* [EXERCISE DESCRIPTION]:
Replace "pick planner" with "grasp planner" in the rows below, leaving the pictures out and keeping everything else the same.

* * * * * * *

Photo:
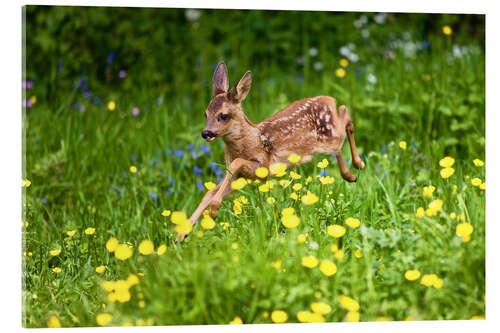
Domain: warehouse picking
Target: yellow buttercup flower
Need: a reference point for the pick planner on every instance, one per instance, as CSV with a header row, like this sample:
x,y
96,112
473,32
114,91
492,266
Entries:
x,y
161,249
352,316
447,162
178,217
428,190
447,30
309,198
290,221
111,105
348,303
100,269
146,247
207,222
447,172
353,222
53,322
476,182
278,169
412,275
238,184
262,172
111,244
237,209
104,319
294,158
123,251
276,264
339,254
210,185
464,229
340,72
321,308
336,231
309,261
279,316
89,231
323,164
328,268
477,162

* * * * * * *

* [RESPONSE FOR THIS EXERCISE]:
Photo:
Domain: warehouse picking
Target: yellow buttercup flower
Need: a reference point for the grasp planner on every instance, one per instance, as CSV with a header row, like this sample:
x,y
96,112
473,32
114,91
492,266
Entries:
x,y
161,249
352,316
447,162
178,217
428,190
447,30
309,198
290,221
111,105
348,303
100,269
146,247
207,222
447,172
353,222
53,322
476,182
278,169
412,275
238,184
262,172
111,244
237,209
104,319
294,158
123,251
276,264
339,254
210,185
464,229
340,72
321,308
336,231
309,261
279,316
89,231
323,164
328,268
477,162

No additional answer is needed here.